§ RECORDS FOR THIS EXERCISE
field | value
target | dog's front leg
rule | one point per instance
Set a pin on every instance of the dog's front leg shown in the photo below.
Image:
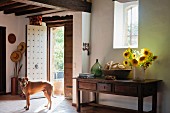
(27, 102)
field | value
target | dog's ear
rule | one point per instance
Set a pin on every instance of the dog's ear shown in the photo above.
(26, 78)
(19, 79)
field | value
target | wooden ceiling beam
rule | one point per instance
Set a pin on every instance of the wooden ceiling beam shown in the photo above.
(76, 5)
(31, 11)
(56, 18)
(18, 9)
(9, 6)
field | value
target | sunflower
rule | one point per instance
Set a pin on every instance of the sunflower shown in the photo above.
(154, 57)
(126, 63)
(136, 58)
(141, 59)
(145, 52)
(134, 62)
(126, 54)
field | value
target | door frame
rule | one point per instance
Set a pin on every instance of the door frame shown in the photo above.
(48, 49)
(3, 60)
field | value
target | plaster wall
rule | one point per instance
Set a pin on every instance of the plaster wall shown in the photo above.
(14, 25)
(154, 34)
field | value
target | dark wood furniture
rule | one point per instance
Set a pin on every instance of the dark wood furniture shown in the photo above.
(120, 87)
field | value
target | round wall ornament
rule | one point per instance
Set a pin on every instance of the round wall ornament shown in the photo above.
(11, 38)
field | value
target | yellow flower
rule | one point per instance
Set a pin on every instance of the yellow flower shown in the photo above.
(141, 59)
(134, 62)
(126, 54)
(126, 63)
(145, 52)
(155, 57)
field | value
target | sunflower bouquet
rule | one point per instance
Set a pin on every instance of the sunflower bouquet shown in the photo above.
(142, 58)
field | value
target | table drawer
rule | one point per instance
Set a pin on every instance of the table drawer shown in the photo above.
(104, 87)
(126, 90)
(85, 85)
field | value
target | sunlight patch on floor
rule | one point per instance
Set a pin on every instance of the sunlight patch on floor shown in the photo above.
(55, 102)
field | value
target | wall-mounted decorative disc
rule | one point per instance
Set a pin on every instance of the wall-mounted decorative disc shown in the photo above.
(11, 38)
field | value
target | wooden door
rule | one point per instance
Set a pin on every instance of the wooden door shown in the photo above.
(68, 58)
(36, 52)
(2, 60)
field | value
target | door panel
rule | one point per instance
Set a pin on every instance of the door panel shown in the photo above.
(2, 60)
(36, 52)
(68, 58)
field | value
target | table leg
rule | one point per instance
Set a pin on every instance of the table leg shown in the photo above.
(140, 104)
(78, 97)
(154, 102)
(140, 99)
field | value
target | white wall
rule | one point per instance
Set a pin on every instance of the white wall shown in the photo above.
(81, 33)
(14, 25)
(77, 49)
(154, 33)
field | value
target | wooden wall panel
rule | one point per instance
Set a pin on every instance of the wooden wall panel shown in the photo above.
(68, 58)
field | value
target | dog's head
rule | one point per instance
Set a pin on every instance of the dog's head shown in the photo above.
(23, 82)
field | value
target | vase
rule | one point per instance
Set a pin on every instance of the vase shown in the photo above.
(138, 74)
(96, 69)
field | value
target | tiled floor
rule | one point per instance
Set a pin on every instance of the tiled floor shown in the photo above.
(15, 104)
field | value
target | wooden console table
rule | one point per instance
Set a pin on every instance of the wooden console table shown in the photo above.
(120, 87)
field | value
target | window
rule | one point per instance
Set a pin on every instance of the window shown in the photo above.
(125, 32)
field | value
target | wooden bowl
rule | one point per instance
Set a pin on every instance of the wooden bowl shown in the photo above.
(119, 74)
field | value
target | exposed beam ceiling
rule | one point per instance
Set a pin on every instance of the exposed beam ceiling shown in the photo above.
(42, 7)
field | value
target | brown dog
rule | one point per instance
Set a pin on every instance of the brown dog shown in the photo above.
(29, 88)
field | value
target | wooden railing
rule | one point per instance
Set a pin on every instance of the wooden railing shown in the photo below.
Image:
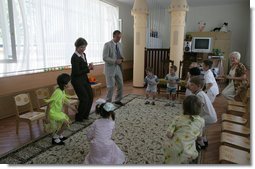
(158, 60)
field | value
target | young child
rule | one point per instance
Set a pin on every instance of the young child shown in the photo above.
(212, 89)
(151, 80)
(172, 81)
(195, 71)
(103, 150)
(208, 111)
(183, 132)
(56, 119)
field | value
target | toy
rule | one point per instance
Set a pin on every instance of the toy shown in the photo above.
(224, 28)
(201, 26)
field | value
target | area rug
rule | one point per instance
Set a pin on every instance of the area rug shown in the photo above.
(140, 134)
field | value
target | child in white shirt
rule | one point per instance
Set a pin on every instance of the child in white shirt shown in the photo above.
(151, 81)
(194, 71)
(212, 89)
(172, 82)
(208, 111)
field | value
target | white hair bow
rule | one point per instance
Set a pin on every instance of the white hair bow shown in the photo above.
(100, 101)
(109, 107)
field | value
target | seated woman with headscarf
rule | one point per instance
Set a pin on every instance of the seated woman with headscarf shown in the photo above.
(237, 78)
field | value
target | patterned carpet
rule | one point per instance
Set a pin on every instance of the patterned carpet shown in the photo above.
(140, 133)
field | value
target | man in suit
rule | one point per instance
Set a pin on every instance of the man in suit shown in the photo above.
(113, 58)
(80, 81)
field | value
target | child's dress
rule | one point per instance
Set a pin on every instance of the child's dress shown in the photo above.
(103, 149)
(181, 148)
(208, 111)
(56, 115)
(151, 81)
(214, 90)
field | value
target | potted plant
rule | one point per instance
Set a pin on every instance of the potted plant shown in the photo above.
(188, 37)
(217, 52)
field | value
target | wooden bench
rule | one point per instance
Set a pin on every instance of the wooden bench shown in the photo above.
(96, 89)
(234, 156)
(235, 141)
(233, 119)
(236, 103)
(236, 110)
(235, 129)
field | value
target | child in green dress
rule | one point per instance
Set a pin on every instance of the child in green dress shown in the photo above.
(180, 147)
(55, 118)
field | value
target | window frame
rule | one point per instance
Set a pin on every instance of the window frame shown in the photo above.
(13, 58)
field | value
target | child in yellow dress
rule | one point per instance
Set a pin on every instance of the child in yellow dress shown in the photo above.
(180, 147)
(55, 116)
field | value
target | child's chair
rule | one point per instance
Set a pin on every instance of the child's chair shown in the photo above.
(41, 95)
(25, 111)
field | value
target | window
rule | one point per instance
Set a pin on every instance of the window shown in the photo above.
(45, 32)
(7, 53)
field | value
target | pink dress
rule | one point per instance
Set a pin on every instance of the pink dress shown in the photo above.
(103, 149)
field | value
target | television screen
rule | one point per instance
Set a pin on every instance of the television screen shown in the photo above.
(201, 43)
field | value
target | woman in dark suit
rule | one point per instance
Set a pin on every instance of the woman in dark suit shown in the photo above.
(79, 79)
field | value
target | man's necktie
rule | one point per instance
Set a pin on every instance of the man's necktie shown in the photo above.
(117, 52)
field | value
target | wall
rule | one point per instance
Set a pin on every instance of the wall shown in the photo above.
(236, 15)
(11, 86)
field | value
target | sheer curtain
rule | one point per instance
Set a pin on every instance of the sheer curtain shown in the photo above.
(45, 31)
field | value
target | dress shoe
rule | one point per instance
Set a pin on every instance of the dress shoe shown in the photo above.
(78, 120)
(63, 138)
(119, 103)
(53, 141)
(206, 143)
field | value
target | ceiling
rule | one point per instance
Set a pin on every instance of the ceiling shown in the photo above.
(166, 3)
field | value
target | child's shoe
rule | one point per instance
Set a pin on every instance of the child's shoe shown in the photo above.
(168, 104)
(62, 138)
(201, 144)
(57, 141)
(147, 102)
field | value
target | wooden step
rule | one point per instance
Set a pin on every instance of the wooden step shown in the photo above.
(236, 110)
(236, 103)
(233, 118)
(235, 129)
(235, 141)
(231, 155)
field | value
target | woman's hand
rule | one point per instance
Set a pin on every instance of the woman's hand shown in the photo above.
(91, 66)
(169, 135)
(229, 77)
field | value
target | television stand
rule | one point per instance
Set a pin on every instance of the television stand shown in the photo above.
(189, 57)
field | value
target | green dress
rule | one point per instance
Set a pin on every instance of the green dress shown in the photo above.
(181, 148)
(56, 115)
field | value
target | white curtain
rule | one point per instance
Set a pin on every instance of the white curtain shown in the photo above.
(45, 31)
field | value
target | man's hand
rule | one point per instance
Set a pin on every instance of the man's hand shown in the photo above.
(119, 61)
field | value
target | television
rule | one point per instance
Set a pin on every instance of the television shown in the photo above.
(201, 44)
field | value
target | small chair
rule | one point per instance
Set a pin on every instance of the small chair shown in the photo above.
(41, 95)
(233, 156)
(25, 111)
(236, 110)
(233, 119)
(235, 141)
(235, 129)
(236, 103)
(73, 97)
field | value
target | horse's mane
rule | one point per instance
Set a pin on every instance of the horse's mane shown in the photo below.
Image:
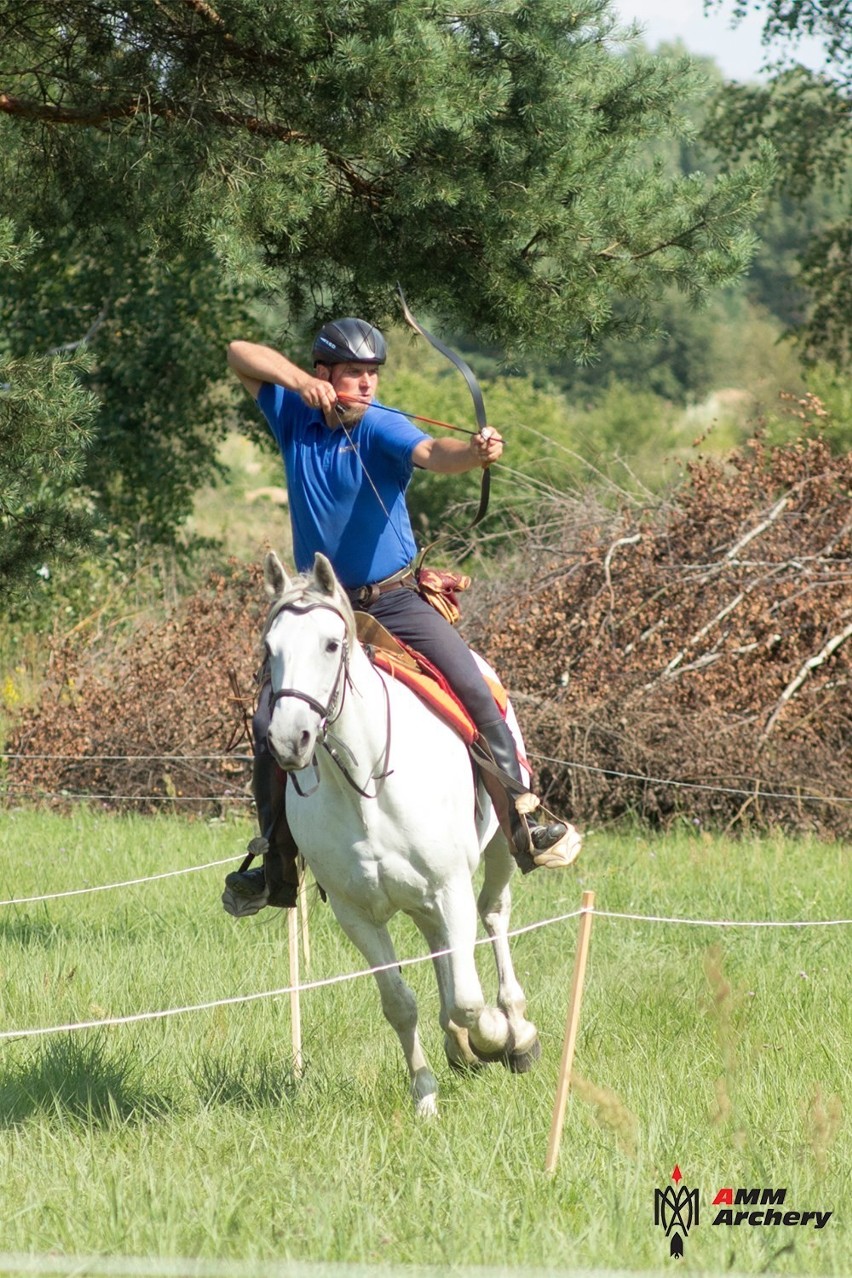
(304, 591)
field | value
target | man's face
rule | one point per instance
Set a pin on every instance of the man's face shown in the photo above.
(353, 382)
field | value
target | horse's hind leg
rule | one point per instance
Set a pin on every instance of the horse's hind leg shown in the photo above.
(397, 1001)
(494, 905)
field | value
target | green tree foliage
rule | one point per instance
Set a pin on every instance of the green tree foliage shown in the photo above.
(491, 153)
(806, 116)
(45, 423)
(169, 155)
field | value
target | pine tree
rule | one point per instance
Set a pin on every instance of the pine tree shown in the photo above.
(805, 115)
(491, 155)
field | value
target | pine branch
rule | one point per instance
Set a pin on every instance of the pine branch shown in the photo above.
(95, 116)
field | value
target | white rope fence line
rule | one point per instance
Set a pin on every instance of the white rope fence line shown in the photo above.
(90, 798)
(136, 1017)
(132, 758)
(110, 887)
(691, 785)
(247, 758)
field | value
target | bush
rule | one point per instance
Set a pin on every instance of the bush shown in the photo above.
(686, 661)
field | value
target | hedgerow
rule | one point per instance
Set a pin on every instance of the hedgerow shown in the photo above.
(686, 661)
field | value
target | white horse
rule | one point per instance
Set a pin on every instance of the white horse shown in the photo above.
(392, 824)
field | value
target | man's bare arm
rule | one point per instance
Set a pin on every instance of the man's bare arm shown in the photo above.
(256, 364)
(450, 456)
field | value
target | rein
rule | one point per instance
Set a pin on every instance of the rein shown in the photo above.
(331, 712)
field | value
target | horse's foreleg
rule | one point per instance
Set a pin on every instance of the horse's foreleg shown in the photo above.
(452, 927)
(494, 906)
(397, 1001)
(456, 1043)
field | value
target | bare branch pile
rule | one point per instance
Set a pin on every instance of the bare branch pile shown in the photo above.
(691, 661)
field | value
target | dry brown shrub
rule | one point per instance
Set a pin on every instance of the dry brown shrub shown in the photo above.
(690, 661)
(703, 643)
(165, 692)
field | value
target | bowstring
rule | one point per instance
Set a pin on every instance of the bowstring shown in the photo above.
(369, 479)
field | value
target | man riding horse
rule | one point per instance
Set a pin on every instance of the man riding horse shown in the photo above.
(348, 463)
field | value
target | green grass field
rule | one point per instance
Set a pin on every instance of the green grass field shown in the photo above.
(724, 1051)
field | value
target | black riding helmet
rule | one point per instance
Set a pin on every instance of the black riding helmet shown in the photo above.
(349, 341)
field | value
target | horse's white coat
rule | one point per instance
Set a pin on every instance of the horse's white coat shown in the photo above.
(414, 846)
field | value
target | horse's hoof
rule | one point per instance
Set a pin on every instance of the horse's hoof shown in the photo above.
(427, 1107)
(464, 1066)
(521, 1062)
(501, 1056)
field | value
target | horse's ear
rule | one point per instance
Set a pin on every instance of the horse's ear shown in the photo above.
(325, 574)
(275, 578)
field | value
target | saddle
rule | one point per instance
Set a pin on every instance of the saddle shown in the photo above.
(417, 672)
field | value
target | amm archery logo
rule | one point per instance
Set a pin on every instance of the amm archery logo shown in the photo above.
(677, 1210)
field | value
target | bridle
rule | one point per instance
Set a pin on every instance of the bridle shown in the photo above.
(331, 712)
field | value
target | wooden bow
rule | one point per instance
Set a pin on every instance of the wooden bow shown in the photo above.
(473, 386)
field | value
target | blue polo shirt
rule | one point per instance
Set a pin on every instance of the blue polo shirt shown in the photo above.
(332, 505)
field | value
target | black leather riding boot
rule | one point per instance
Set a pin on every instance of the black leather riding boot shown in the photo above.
(525, 835)
(280, 867)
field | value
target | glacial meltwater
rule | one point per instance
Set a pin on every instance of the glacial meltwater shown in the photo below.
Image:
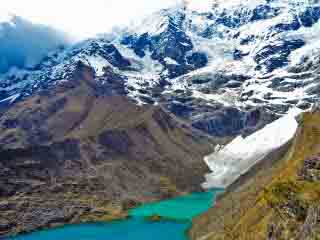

§ SET TASK
Identify each line of the data that contains the string "mounted" and copy every such line in full.

§ CORRECT RESPONSE
target | wall-mounted decorative disc
Set a pin on every instance of the wall-mounted decorative disc shown in the photo above.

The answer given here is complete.